### Exercise objective:
With no omissions, write out every record given below.

(Stored data)

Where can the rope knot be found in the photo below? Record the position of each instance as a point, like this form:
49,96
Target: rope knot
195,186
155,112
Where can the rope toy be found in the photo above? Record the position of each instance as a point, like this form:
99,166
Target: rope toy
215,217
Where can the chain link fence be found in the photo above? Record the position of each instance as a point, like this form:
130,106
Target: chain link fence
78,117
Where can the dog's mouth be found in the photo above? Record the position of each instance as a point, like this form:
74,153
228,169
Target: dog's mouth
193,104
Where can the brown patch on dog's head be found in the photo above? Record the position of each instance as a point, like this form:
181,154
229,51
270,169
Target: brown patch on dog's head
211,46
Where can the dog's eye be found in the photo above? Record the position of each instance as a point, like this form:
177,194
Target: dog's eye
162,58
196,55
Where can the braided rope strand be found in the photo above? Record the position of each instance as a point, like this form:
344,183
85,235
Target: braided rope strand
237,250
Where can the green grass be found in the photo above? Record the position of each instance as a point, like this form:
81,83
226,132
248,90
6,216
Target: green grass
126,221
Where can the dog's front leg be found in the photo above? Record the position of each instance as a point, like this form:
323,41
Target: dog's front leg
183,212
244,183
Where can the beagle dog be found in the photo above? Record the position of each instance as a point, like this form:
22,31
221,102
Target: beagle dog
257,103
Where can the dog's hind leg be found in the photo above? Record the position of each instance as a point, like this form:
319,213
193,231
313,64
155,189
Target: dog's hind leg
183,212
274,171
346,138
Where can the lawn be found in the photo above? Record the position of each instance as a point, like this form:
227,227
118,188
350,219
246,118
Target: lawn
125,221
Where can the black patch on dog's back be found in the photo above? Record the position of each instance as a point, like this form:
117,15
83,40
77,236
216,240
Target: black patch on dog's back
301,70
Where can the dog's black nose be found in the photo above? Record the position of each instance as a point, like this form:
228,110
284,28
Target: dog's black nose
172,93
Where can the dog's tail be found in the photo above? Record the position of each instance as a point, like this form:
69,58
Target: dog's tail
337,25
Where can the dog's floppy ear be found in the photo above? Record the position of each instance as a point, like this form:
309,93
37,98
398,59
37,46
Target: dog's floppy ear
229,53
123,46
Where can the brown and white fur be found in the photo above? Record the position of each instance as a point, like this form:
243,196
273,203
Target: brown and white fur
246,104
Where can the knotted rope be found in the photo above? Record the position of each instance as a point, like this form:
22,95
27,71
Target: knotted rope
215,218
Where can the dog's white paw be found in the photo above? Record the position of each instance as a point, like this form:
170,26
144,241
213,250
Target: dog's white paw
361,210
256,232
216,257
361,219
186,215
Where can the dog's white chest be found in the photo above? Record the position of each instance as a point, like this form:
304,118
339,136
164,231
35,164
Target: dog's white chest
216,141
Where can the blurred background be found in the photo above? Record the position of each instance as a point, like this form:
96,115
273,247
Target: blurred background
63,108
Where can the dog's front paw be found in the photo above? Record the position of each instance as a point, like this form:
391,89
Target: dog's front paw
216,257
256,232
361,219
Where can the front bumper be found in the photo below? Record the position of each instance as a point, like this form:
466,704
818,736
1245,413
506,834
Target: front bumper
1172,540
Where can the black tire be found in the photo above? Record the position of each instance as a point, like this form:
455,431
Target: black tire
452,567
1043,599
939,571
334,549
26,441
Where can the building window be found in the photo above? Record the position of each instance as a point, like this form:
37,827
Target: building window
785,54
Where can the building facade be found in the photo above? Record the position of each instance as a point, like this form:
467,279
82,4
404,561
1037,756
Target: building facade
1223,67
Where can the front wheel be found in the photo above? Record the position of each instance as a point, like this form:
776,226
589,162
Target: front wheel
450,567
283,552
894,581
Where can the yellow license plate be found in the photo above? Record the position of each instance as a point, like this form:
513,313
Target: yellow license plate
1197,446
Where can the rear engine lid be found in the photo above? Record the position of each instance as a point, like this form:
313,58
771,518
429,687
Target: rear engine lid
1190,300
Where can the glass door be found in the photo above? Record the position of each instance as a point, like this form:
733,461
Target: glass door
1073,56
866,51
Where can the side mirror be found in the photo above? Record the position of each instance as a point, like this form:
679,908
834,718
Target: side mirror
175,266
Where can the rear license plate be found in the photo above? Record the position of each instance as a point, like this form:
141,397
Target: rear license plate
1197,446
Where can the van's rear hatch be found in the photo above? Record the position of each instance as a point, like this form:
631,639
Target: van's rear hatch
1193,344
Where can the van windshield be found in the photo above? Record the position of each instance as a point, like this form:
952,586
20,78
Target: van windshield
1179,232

### Task response:
Where can the rope knot be found in the photo below? Record the position of each instance as a point, like this form:
49,96
Target: rope knot
195,186
155,112
Where can the rope toy be found in the photo above? Record the position of each instance as a point, like this form:
99,166
Target: rope toy
215,217
Where can the chain link fence be found in the photo above? Record the position of each instance as a point, like this form:
130,106
Target: chain link fence
78,117
Where can the dog's mouth be found in the photo above? Record the position of each instance as a point, like this form:
74,153
228,169
Target: dog's mouth
193,104
Where can the brown patch on dog's head be found in the photo above? Record the position of each instance as a point, like this form:
181,154
229,51
270,169
Target: brown patch on dog's head
211,46
Where can the dog's eye be found in the photo above? Record the position of each instance as a point, like this form:
177,194
Target: dog's eye
162,58
196,55
Where can the braided rope strand be found in the photo above? Record the position of each instance as a point, like this form:
344,183
85,235
Target: braided rope strand
237,250
Where can the green grass be found in the photo above? Record the position of each instance as a point, like this form:
81,83
226,132
248,90
6,216
Target: green grass
126,221
Where can the dog's front leg be found in the photo above? Record the position of each instance as a point, like this form:
323,41
Target: dog's front leg
183,212
244,183
Where can the beagle dog be found in the photo above? Record the position of each instance as a point, like this form:
22,31
221,102
Target: beagle dog
257,103
Where can the dog's hind leg be found in the photo above? Record the position of each instance as a point, like this form:
319,213
193,231
313,64
155,189
Target: dog's hind leg
183,212
274,171
346,138
Where can the lawn be found in the photo above? Record the position of each instance as a point, like this form:
227,227
118,188
350,219
246,118
Target: lawn
125,221
Where can the black patch on dog's back be found in the photo above? Record the position of each instance as a point, like this form:
117,15
83,40
77,236
216,240
Target: black patch on dog's back
301,70
Where can the dog's black nose be found in the photo above? Record the position of each instance as a point, like this form:
228,110
284,28
Target: dog's black nose
172,93
Where can the dog's tail be found in the photo above? Record the position of each instance as a point, like this form:
69,58
Target: dog's tail
337,25
Where can the dog's floppy ear be found in the photo above? Record the position of each instance as a point, like this form:
309,93
37,98
398,59
37,46
Target: dog's floppy ear
229,53
123,46
Where can the brown and white fur be found in the photo above? Record the position of each instance as a point, like this form:
243,196
273,203
Target: brown and white fur
246,104
Where can the knotted rope be found in the photo above? Record the position of each instance as a point, like this form:
22,95
27,71
Target: knotted rope
215,218
Where can the dog's white paw be found in the photo above? Record the position of each instance as a point, like this form:
170,26
144,241
213,250
Target: dog's white paw
361,210
256,232
216,257
361,219
186,215
Where can the dog's white chest be found in the photo above? Record the position of each instance as a point, like this form:
304,118
339,136
164,231
35,164
Target: dog's white chest
216,141
Where can the blurred background be found in the photo above? Record the position of each instance as a point, like this form:
96,115
273,247
Target: blurred background
63,108
Where can the dog's front paw be found in the photo above? Record the position of each instance as a point, like this form:
391,89
Target: dog's front paw
216,257
256,232
361,219
Where can the front bumper be found in the photo below? Record the position of each instance as a point, like this form:
466,704
818,736
1245,413
506,834
Target: front bumper
1172,540
Where can the black tire be found in the photo above? Record the position of each instance as a point, like this form:
455,431
Target: black tire
452,567
1043,599
939,571
334,549
26,441
Where can the building window be found in the photo above? Record the position of each instance as a point, like this form:
37,827
Target: building window
785,54
Where can the building facade be found in the photo above? Record the position of each instance as a point, like this form:
467,279
82,4
404,561
1037,756
Target: building facade
1223,67
Where can the front wheel be found in the photo above? Record the position of each instance as a point, like this form:
776,226
589,162
Target: front wheel
450,567
283,552
894,581
Where can the yellow license plate be found in the photo above? Record the position of each instance as a point, like this form:
513,313
Target: yellow license plate
1197,446
Where can the rear engine lid be found in the photo above? Record the position of each instance as a point, like this form:
313,58
771,518
429,687
Target: rear engine lid
1190,300
Where can the glass door be found in the photo above? Record the position of each instance as a point, like this form:
733,461
Target: glass door
1073,56
866,51
Where can the side mirror be found in the photo above? Record the position of each instance as a point, like this form:
679,908
834,718
Target: side mirror
175,266
Where can the rear license plate be found in the photo above? Record the position of each instance as a point, like this form:
141,397
Target: rear license plate
1197,446
Where can the van's rear hatch be found in the photo above? Record the position of each instance as a point, like this form:
631,639
Target: van's rear hatch
1193,344
Where can the van windshield be found in the photo above? Record the position of each instance as a point, like this form:
952,586
20,78
Target: van windshield
1179,232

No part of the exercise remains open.